Records supplied:
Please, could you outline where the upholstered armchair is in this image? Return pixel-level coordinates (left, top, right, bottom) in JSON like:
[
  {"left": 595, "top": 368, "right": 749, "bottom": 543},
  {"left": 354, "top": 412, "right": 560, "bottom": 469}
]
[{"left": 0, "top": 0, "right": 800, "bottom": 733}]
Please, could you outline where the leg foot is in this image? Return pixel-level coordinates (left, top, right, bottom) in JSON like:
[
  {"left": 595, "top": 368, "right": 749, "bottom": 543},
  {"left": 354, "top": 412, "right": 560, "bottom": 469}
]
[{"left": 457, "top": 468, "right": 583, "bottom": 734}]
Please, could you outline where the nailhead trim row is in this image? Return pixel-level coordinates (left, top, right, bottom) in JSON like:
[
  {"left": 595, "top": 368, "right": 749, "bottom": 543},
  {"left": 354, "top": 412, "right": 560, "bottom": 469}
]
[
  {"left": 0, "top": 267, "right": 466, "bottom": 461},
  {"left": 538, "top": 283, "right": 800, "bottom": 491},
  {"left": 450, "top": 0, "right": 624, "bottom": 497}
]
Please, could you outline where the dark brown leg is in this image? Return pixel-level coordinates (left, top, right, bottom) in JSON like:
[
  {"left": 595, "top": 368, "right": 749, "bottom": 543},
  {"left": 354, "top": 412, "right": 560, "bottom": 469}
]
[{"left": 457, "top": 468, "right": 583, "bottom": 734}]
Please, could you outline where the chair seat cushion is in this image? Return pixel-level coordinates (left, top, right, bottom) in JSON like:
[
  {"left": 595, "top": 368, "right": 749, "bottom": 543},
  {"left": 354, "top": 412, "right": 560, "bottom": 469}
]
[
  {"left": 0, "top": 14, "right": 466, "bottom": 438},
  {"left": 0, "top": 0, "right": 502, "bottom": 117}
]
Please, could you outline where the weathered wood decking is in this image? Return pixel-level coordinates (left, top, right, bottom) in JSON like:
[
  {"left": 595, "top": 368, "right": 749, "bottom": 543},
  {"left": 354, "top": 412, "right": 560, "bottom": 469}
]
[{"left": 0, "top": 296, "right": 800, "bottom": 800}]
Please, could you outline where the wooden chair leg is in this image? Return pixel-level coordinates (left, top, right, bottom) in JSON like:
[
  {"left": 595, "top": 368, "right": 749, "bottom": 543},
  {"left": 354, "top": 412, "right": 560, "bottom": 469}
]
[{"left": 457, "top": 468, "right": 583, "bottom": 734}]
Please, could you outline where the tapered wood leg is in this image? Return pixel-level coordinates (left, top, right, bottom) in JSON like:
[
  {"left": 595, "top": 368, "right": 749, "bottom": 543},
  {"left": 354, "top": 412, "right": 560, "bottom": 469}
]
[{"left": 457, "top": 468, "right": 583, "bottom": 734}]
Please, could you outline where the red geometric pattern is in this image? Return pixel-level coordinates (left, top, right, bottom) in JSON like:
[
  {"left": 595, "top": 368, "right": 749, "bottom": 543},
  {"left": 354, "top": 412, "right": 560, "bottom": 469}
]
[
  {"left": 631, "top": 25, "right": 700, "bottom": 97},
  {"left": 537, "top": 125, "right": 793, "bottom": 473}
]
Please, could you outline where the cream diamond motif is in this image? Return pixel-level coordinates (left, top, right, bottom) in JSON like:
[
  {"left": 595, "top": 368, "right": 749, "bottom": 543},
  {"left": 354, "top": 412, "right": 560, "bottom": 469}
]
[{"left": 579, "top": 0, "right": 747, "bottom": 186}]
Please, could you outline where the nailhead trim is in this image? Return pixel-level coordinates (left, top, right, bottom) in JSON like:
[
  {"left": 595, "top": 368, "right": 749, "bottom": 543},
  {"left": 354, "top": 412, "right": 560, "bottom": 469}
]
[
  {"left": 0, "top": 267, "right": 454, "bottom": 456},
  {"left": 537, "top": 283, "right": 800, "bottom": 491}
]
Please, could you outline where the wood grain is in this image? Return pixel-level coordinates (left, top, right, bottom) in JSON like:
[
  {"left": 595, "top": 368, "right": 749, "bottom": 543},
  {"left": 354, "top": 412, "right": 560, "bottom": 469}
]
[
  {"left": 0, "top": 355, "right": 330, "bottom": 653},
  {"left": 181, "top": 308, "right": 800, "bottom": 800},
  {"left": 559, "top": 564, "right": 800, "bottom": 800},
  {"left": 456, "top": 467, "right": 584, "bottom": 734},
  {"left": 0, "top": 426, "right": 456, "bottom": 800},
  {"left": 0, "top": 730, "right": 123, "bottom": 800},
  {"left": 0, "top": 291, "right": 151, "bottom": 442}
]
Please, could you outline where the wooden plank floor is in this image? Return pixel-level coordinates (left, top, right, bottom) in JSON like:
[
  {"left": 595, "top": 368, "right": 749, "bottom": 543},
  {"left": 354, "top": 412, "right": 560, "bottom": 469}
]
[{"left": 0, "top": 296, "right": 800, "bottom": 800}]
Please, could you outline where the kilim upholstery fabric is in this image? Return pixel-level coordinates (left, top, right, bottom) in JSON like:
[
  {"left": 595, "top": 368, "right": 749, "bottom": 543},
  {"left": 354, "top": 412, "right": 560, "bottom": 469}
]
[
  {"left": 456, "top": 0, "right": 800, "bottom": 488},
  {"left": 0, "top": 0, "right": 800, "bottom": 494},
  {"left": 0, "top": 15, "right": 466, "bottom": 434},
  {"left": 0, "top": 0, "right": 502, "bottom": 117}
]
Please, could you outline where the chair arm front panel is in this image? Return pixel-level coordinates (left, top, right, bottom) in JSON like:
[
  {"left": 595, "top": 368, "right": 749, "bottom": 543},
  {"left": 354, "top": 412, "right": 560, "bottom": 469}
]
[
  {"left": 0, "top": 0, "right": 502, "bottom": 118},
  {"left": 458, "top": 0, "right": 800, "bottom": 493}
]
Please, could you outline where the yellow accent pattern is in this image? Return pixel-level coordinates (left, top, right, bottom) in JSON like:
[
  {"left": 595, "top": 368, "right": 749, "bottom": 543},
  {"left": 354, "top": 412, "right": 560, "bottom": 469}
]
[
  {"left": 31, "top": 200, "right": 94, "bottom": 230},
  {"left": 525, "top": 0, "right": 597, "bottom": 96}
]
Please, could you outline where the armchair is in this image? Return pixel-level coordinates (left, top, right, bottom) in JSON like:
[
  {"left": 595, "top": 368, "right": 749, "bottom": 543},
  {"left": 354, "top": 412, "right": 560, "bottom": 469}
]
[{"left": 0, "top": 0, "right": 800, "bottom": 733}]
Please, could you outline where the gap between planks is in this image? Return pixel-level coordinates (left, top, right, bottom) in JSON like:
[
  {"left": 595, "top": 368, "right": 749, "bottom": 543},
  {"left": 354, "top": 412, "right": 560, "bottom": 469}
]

Task to carry out:
Copy everything from the line containing "Please, could you outline where the wooden plank" down to the end of the records, keeping each line the same.

Answer to the exercise:
Please, could you outline where the wooden plank floor is in this image? Return pixel-level coordinates (left, top, right, bottom) in JSON like:
[
  {"left": 595, "top": 368, "right": 749, "bottom": 543},
  {"left": 354, "top": 412, "right": 560, "bottom": 469}
]
[{"left": 0, "top": 296, "right": 800, "bottom": 800}]
Please, could you outline where the kilim upholstery fabric is in this image? Return pixel-level coordinates (left, top, right, bottom) in JSON like:
[
  {"left": 595, "top": 368, "right": 749, "bottom": 543},
  {"left": 354, "top": 412, "right": 560, "bottom": 469}
]
[
  {"left": 456, "top": 0, "right": 800, "bottom": 488},
  {"left": 0, "top": 0, "right": 800, "bottom": 494},
  {"left": 0, "top": 15, "right": 466, "bottom": 434},
  {"left": 0, "top": 0, "right": 502, "bottom": 117}
]
Please, could you outline where the chair arm front panel is in this image? Return pixel-level coordinates (left, top, right, bottom) in JSON like:
[
  {"left": 595, "top": 368, "right": 749, "bottom": 543},
  {"left": 354, "top": 412, "right": 560, "bottom": 469}
]
[
  {"left": 0, "top": 0, "right": 502, "bottom": 118},
  {"left": 458, "top": 0, "right": 800, "bottom": 493}
]
Please, could you outline where the yellow accent pattern is in this image? Return pixel-level coordinates (left, top, right, bottom) in JSON like:
[
  {"left": 595, "top": 368, "right": 749, "bottom": 543},
  {"left": 354, "top": 412, "right": 560, "bottom": 469}
]
[
  {"left": 31, "top": 200, "right": 94, "bottom": 230},
  {"left": 525, "top": 0, "right": 597, "bottom": 96}
]
Please, could you outline where the armchair is in this image? Return pixel-level coordinates (left, top, right, bottom) in JSON like:
[
  {"left": 595, "top": 368, "right": 749, "bottom": 543},
  {"left": 354, "top": 412, "right": 560, "bottom": 469}
]
[{"left": 0, "top": 0, "right": 800, "bottom": 733}]
Please, could you outline where the gap between planks is in this image? Return pixel-level coordinates (left, top, right, bottom) in JSON like:
[
  {"left": 595, "top": 368, "right": 749, "bottom": 543},
  {"left": 354, "top": 412, "right": 560, "bottom": 469}
]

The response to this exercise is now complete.